SOURCE DOCUMENT
..............................
After its runaway military victory over Iraq, Washington has publicly rebuffed both the International Atomic Energy Agency (IAEA) and the UN Monitoring, Verification and Inspection Commission (UNMOVIC) — the only UN bodies legally mandated to declare whether or not Iraq possesses weapons of mass destruction (WMD).

The White House has declared it is “adamantly opposed” to the return of UN arms inspectors to Baghdad.

“The (US-led) coalition has assumed responsibility for the disarming of Iraq of its weapons of mass destruction,” US ambassador John Negroponte told reporters early this week.

But IAEA Executive Director Mohammed El-Baredei and UNMOVIC Executive Chairman Hans Blix have expressed disappointment over the US stand on arms inspections.

El-Baredei says his agency continues to be the “sole organization with legal powers derived both from the nuclear Non- Proliferation Treaty (NPT) and successive UN Security Council resolutions to verify Iraq’s nuclear disarmament.”

“The IAEA should resume its work in Iraq as soon as possible,” he added.

Blix says it would be advisable for US military forces to forego their current search and permit an international team of arms inspectors to verify Iraq’s nuclear, biological and chemical weapons.

Such an international verification process would also have more credibility — particularly at a time when there is widespread speculation that Washington may “plant” its own weapons and then blame the Iraqis, says one senior UN official.

Ron Daniels, executive director of the New York-based Centre for Constitutional Rights, said the United States must invite other nations to cooperate in the inspection process because of those concerns, “amplified by recent reports that an American military team has located a scientist who they claim has led them to materials that can be used as the building blocks for illegal weapons”.

“The search for and verification of WMD must be independently verified by UN weapons inspectors and their destruction carried out in accordance with the Chemical Weapons Convention of 1993,” Daniels asserted.
..............................
SOURCE DATA
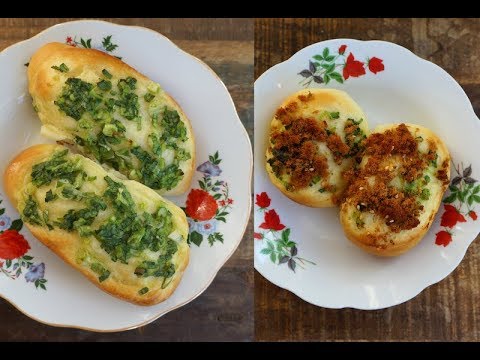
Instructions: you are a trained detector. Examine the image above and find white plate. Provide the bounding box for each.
[0,21,252,331]
[254,39,480,309]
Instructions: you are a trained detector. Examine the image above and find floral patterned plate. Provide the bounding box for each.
[254,39,480,309]
[0,21,252,331]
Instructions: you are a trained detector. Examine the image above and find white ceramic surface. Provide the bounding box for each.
[254,39,480,309]
[0,21,252,331]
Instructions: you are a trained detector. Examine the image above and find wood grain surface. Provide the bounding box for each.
[0,18,254,341]
[255,19,480,341]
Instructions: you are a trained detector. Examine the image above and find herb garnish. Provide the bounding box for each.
[52,63,70,72]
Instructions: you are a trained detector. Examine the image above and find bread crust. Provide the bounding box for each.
[28,42,195,195]
[3,144,190,305]
[340,124,450,256]
[265,89,368,207]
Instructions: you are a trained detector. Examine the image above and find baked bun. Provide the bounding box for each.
[340,124,450,256]
[4,144,190,305]
[266,89,368,207]
[28,43,195,195]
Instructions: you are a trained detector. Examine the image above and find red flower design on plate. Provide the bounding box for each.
[368,56,385,74]
[0,230,30,260]
[185,189,218,221]
[260,209,285,231]
[255,191,271,209]
[468,210,477,220]
[343,53,365,80]
[435,230,452,247]
[440,204,467,228]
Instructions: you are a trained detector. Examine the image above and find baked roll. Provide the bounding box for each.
[340,124,450,256]
[4,145,190,305]
[28,43,195,195]
[266,89,368,207]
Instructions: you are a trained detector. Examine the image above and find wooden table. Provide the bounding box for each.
[0,19,253,341]
[255,19,480,341]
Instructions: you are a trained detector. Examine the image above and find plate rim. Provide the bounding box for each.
[253,38,480,311]
[0,19,253,333]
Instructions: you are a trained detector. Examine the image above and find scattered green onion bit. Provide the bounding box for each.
[143,93,155,102]
[420,189,430,200]
[97,80,112,91]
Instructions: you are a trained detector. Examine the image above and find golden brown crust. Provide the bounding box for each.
[28,43,195,195]
[265,89,368,207]
[340,124,450,256]
[3,144,190,305]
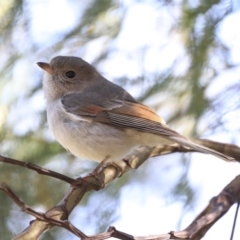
..............................
WHAT YOU ARE ASKED TO DO
Transcribe the whole article on the US rejection of UN arms inspectors in Iraq, with every word and mark as it appears in the original.

EXPECTED ANSWER
After its runaway military victory over Iraq, Washington has publicly rebuffed both the International Atomic Energy Agency (IAEA) and the UN Monitoring, Verification and Inspection Commission (UNMOVIC) — the only UN bodies legally mandated to declare whether or not Iraq possesses weapons of mass destruction (WMD).

The White House has declared it is “adamantly opposed” to the return of UN arms inspectors to Baghdad.

“The (US-led) coalition has assumed responsibility for the disarming of Iraq of its weapons of mass destruction,” US ambassador John Negroponte told reporters early this week.

But IAEA Executive Director Mohammed El-Baredei and UNMOVIC Executive Chairman Hans Blix have expressed disappointment over the US stand on arms inspections.

El-Baredei says his agency continues to be the “sole organization with legal powers derived both from the nuclear Non- Proliferation Treaty (NPT) and successive UN Security Council resolutions to verify Iraq’s nuclear disarmament.”

“The IAEA should resume its work in Iraq as soon as possible,” he added.

Blix says it would be advisable for US military forces to forego their current search and permit an international team of arms inspectors to verify Iraq’s nuclear, biological and chemical weapons.

Such an international verification process would also have more credibility — particularly at a time when there is widespread speculation that Washington may “plant” its own weapons and then blame the Iraqis, says one senior UN official.

Ron Daniels, executive director of the New York-based Centre for Constitutional Rights, said the United States must invite other nations to cooperate in the inspection process because of those concerns, “amplified by recent reports that an American military team has located a scientist who they claim has led them to materials that can be used as the building blocks for illegal weapons”.

“The search for and verification of WMD must be independently verified by UN weapons inspectors and their destruction carried out in accordance with the Chemical Weapons Convention of 1993,” Daniels asserted.